_Text passage_:
Genomic sequences and structural organization of the human nidogen gene (NID).

Article Details


Zimmermann K, Hoischen S, Hafner M, Nischt R

Genomic sequences and structural organization of the human nidogen gene (NID).

Genomics. 1995 May 20;27(2):245-50.

PubMed ID
7557988 [ View in PubMed

Nidogen/entactin is a ubiquitous 150-kDa multidomain basement membrane protein. Since in vitro binding studies indicated that nidogen may function as a major mediator in basement membrane organization and assembly, analysis of gene structure and regulation of gene expression will help us to understand many biological processes that involve degradation and reorganization of the basement membrane zone. An approximately 100-kb region of genomic DNA encoding the human nidogen gene (NID) including 5' and 3' flanking sequences has been cloned and characterized by restriction mapping and sequencing. The entire gene is more than 90 kb in length and contains 20 exons. All introns interrupt protein coding sequences. The size of individual introns varies significantly, ranging from 0.6 to 18 kb. Its exon/intron structure revealed that the protein domains of human nidogen are organized in a domain-specific manner with various subdomains being encoded by individual exons, indicating that exon duplication and shuffling have played an important role in determining the present structure of the protein. Comparison of the exon organization with the recently published ascidian nidogen amino acid sequence strongly suggests that vertebrate nidogen might have evolved from a common ancestral precursor resembling ascidian nidogen.

_Tasks_:
- A) Name every author credited on the nidogen gene abstract above, in the order given.
- B) Using the nidogen gene abstract above, decide whether each statement agrees with it, answering yes or no and quoting the deciding words: (i) The human nidogen gene has 20 exons. (ii) Some introns of the gene fall outside protein coding sequences. (iii) The largest intron of the gene is 18 kb.

_Collected data_:
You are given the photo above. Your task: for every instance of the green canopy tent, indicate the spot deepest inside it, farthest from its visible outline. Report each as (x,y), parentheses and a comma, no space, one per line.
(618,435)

_Outputs by task_:
- A) Zimmermann K, Hoischen S, Hafner M, Nischt R

- B)
(i) Yes: "contains 20 exons"
(ii) No: "All introns interrupt protein coding sequences."
(iii) Yes: "ranging from 0.6 to 18 kb"